▸ **Problem to work on**:
Each line that has the string "cabinet" must be copied from the records below.

START Records shown

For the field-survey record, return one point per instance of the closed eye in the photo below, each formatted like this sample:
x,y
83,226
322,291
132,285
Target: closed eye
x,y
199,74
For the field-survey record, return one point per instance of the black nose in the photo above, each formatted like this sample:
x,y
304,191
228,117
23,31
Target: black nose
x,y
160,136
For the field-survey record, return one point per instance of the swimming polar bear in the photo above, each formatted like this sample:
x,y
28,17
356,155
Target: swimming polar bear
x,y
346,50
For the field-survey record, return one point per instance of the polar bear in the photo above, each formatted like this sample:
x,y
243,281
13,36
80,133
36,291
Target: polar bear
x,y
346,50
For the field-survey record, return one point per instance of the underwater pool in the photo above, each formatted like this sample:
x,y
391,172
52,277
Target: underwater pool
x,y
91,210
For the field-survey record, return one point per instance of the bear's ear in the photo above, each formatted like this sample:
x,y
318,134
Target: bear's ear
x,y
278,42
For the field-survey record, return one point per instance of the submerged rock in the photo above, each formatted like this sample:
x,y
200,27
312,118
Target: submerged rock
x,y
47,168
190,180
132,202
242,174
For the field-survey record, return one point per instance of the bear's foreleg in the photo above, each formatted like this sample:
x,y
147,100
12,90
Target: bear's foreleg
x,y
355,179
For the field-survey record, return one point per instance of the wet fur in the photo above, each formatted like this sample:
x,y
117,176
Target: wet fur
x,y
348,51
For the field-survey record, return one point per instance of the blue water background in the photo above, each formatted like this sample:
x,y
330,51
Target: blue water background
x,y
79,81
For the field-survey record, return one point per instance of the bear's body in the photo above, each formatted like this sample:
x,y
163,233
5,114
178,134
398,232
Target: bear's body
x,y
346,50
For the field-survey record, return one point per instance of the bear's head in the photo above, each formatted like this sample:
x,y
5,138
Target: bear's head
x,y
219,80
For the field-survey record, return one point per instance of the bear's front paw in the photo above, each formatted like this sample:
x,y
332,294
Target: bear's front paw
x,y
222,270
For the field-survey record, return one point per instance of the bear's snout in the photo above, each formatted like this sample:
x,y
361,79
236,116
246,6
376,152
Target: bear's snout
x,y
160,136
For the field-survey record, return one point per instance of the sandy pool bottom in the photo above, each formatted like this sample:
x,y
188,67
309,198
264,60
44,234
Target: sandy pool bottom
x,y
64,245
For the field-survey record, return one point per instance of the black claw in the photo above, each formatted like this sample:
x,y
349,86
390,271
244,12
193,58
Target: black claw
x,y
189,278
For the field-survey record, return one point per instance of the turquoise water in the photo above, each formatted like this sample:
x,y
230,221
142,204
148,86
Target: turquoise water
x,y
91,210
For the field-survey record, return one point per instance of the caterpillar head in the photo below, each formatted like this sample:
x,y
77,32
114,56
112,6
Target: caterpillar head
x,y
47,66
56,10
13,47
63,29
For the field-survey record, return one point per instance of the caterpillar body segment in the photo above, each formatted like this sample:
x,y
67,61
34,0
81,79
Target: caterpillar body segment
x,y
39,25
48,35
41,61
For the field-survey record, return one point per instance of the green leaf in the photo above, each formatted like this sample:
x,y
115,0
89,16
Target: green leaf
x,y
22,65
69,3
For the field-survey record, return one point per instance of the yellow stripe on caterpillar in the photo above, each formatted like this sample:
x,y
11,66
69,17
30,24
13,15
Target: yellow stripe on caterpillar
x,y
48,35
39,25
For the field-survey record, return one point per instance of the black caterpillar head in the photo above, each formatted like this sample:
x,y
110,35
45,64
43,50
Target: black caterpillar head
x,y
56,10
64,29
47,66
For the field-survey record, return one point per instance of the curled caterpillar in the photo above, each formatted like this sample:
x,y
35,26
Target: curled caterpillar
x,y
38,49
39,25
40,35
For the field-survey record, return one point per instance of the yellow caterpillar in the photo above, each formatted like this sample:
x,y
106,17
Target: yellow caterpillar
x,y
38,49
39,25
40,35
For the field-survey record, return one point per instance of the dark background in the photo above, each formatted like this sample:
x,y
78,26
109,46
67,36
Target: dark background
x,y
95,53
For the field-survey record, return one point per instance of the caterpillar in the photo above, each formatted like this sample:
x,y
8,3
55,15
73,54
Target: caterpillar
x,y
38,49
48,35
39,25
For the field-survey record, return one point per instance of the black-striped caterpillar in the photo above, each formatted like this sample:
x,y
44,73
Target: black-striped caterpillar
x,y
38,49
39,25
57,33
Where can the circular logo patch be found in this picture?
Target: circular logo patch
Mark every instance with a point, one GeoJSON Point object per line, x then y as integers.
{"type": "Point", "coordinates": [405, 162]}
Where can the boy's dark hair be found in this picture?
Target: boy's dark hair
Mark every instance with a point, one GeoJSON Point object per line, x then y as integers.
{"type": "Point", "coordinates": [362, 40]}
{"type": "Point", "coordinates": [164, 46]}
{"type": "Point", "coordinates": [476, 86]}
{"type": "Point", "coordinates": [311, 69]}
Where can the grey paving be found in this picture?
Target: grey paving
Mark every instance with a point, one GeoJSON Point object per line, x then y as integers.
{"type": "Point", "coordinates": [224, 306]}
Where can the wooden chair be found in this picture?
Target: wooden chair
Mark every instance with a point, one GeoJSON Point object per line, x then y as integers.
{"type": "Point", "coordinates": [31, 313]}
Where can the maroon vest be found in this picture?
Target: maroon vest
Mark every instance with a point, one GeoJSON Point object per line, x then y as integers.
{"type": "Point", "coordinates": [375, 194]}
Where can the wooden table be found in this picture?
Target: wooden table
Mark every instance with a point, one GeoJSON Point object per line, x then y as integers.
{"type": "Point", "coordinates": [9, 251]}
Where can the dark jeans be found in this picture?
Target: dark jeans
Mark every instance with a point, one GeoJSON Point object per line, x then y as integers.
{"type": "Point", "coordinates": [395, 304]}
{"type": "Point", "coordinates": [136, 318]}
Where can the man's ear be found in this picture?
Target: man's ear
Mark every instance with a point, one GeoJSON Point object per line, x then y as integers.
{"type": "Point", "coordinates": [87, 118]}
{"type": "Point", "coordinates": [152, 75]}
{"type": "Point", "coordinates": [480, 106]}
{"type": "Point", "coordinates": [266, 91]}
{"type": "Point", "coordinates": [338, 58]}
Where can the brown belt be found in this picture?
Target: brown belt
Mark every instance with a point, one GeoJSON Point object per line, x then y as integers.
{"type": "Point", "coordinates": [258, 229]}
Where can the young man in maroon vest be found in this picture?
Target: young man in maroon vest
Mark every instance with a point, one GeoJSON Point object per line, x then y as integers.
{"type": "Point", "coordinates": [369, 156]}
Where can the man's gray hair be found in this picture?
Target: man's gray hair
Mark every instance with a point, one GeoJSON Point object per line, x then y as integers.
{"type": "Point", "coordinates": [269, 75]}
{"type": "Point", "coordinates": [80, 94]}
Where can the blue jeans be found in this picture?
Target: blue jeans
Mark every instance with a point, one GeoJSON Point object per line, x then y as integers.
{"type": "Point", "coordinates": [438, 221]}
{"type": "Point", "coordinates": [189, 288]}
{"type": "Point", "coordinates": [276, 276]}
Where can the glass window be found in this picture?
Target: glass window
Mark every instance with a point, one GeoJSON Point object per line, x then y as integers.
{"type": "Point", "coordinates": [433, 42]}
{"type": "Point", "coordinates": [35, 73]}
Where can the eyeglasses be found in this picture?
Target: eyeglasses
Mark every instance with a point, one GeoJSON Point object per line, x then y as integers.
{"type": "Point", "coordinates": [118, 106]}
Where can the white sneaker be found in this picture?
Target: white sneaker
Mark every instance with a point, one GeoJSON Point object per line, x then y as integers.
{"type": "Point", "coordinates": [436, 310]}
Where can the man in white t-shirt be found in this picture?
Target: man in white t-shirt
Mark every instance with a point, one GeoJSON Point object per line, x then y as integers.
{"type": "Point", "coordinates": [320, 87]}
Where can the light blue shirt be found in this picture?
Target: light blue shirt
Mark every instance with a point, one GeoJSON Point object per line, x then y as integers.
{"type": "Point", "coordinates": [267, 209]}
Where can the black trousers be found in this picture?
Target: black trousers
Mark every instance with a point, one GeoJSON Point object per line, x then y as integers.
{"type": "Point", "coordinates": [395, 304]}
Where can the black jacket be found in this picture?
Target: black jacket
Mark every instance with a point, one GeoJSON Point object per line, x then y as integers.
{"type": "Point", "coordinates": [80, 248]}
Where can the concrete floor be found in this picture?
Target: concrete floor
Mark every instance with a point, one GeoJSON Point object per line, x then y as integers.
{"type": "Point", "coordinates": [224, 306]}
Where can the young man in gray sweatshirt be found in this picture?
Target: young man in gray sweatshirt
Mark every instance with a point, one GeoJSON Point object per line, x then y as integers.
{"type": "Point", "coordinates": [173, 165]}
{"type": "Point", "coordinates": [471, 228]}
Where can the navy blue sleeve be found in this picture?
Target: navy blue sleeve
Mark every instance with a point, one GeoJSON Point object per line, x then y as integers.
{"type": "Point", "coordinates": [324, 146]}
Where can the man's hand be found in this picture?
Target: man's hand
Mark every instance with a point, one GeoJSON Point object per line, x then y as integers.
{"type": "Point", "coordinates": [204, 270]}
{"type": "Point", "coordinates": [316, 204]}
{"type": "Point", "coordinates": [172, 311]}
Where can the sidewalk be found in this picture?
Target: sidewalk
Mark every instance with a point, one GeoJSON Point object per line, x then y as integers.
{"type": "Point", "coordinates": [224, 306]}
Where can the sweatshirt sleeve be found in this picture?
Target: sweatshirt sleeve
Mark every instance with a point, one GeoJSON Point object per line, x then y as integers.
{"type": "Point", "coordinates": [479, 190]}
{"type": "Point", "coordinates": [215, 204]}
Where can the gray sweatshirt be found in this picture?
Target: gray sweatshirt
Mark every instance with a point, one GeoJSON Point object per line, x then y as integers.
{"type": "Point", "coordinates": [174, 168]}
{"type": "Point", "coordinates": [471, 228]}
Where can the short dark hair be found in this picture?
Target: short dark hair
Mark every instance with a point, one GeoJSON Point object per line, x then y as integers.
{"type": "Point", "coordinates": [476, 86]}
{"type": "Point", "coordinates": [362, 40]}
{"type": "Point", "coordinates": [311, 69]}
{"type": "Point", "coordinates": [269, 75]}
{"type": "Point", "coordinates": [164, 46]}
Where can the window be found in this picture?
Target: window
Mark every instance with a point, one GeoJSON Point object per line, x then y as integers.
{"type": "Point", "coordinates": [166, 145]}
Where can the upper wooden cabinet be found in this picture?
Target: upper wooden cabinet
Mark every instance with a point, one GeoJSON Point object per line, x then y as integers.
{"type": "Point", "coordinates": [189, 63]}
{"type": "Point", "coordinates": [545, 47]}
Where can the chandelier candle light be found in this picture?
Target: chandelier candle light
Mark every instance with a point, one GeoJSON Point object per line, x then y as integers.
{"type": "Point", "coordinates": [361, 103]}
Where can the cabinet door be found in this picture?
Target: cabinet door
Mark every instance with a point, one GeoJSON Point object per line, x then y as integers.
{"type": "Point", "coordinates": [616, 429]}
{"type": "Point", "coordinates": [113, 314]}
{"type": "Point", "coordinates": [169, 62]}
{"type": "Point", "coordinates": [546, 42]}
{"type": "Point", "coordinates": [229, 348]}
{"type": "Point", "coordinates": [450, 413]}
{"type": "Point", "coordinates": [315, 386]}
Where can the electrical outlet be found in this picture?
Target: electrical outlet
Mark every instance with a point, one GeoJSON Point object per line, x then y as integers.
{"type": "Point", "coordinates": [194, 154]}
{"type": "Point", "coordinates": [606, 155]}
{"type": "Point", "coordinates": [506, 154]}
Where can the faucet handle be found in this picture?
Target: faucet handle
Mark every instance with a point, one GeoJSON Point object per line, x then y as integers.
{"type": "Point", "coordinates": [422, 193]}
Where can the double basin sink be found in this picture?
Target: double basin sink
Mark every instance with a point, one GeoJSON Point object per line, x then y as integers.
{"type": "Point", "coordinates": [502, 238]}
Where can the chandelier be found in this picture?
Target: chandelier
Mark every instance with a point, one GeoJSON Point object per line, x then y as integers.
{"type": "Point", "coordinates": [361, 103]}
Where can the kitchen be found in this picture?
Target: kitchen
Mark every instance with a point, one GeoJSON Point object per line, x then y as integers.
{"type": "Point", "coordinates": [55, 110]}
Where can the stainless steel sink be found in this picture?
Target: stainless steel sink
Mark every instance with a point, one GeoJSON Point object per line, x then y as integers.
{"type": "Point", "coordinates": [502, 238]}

END Records shown

▸ **Task answer**:
Where can the upper wooden cabinet be found in this picture?
Target: upper wooden cabinet
Where can the cabinet door be found in this picture?
Target: cabinet door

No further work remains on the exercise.